QUESTIONS TO ANSWER:
(a) In the passage on media violence research, what did Ferguson find once publication bias was controlled?
(b) Continue the passage on media violence research from the point where it stops.

EXTRACT:
+---+

The violence at Columbine High School in Littleton, Colorado, and in other high schools at the end of the century, sparked renewed interest in media violence among parents and policy makers. Media leaders were called before a congressional committee investigating this topic. In 2001, the Surgeon General issued a report entitled Youth Violence, a document that included a study of the factors that contributed most to antisocial behavior among young people. The report concluded that media violence was less of a risk factor than family influences, peer group attitudes, socioeconomic status, and substance abuse (U.S. Department of Health and Human Services, 2001).
The increasing popularity of video games during the early years of this decade opened up another avenue of inquiry for researchers. Since more than 90% of young people report that they sometimes play these games, and since some of the more popular games feature graphic and explicit violence (Doom, Grand Theft Auto), social concern over their impact was widespread. Results of some of the early studies in this area (for example, Silvern & Williamson, 1987) suggest that playing video games can lead to increased aggression levels in young children and is related to their self-concepts (Funk & Buchman, 1996). More recent research, however, has been inconclusive.
Results from both surveys and experiments have been mixed with some studies finding a relationship between exposure to violent games and antisocial behavior while others found no relationship. Meta-analyses have also reached different conclusions. For example, Anderson and Bushman (2001) and Anderson (2004) found a small but significant correlation between violent game-playing and aggression while Sherry (2001, 2007) concluded that no relationship existed. A meta-analysis by Ferguson (2007) suggested that publication bias, the tendency of journals to publish only those studies with significant effects, was a factor in those meta-analyses that found a significant link. When publication bias was controlled, Ferguson found no evidence that violent games were associated with aggressive behavior.

+---+

EXTRACTED INFORMATION:
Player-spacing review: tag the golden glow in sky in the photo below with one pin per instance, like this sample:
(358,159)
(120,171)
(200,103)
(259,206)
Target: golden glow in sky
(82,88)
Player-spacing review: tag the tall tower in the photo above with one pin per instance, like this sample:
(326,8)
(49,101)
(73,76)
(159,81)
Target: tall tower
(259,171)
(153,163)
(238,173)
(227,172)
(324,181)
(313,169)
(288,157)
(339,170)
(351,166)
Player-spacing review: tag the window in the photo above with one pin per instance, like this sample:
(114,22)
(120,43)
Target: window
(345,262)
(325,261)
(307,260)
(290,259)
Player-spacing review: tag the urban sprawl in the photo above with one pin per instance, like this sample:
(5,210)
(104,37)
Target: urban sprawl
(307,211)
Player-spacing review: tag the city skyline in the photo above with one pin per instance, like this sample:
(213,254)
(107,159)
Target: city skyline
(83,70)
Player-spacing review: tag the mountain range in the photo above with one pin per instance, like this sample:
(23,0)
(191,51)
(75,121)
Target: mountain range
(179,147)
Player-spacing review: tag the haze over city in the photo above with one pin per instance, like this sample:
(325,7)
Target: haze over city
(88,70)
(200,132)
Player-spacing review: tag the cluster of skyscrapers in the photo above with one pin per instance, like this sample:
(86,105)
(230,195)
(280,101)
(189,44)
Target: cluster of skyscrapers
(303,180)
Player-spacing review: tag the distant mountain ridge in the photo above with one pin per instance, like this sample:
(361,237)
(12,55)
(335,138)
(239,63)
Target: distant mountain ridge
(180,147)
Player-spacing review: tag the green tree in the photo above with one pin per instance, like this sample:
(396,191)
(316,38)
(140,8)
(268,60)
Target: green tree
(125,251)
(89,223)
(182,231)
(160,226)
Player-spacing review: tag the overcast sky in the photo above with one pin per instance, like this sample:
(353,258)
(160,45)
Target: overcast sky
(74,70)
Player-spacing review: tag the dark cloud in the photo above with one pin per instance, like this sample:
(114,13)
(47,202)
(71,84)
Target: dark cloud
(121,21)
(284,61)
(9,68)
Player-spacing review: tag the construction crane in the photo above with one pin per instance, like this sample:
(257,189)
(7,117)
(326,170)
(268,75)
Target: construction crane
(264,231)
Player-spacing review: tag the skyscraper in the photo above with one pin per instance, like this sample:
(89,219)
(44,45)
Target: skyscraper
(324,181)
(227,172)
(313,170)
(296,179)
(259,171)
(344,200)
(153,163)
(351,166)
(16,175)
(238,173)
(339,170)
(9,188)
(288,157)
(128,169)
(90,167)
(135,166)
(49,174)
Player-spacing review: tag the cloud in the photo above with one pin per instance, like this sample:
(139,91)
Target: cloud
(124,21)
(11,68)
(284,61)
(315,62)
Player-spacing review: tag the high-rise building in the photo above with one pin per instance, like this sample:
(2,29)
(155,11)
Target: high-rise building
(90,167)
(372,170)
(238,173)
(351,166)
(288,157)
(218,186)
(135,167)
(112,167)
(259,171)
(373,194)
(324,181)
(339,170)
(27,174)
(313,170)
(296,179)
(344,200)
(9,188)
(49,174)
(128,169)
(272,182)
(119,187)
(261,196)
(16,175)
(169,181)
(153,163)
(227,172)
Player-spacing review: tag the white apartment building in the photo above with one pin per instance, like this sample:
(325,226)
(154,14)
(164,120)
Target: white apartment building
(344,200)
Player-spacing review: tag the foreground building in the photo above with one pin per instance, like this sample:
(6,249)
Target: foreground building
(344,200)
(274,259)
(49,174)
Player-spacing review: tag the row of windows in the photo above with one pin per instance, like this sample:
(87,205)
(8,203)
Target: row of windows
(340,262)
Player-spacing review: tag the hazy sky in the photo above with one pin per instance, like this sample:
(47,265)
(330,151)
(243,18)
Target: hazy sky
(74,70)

+---+

RESULTS:
(a) Ferguson found no evidence that violent games were associated with aggressive behavior.

(b)
Research about the antisocial effects of pornography increased in the late 1980s but has recently declined. One controversial research area examined if prolonged exposure to nonviolent pornography had any antisocial effects (Donnerstein, Linz, & Penrod, 1987; Zillmann & Bryant, 1989; Allen, D’Alessio, & Brezgel, 1995). The most recent studies have focused on exposure to pornographic Internet sites. For example, Peter and Valkenburg (2008) found a link between exposure to pornographic Internet sites and adolescents’ positive attitudes toward casual sex.
Research interest in the prosocial effects of media exposure decreased in the 1980s and has remained at low level into the end of the 2000s. Sprafkin and Rubinstein (1979) reported on a correlational study in which the viewing of prosocial television programs accounted for only 1% of the variance in an index of prosocial behavior exhibited in school. The apparent lack of a strong relationship between these two variables, coupled with the absence of general agreement on a definition of prosocial content, might have discouraged researchers from selecting this area. In any case, few studies of the media impact on prosocial behavior have appeared in the scholarly literature in the last five years. The meta-analysis of Anderson and Bushman (2001) found only a handful of prosocial studies to analyze but concluded that playing violent video games is linked to a decline in prosocial behavior.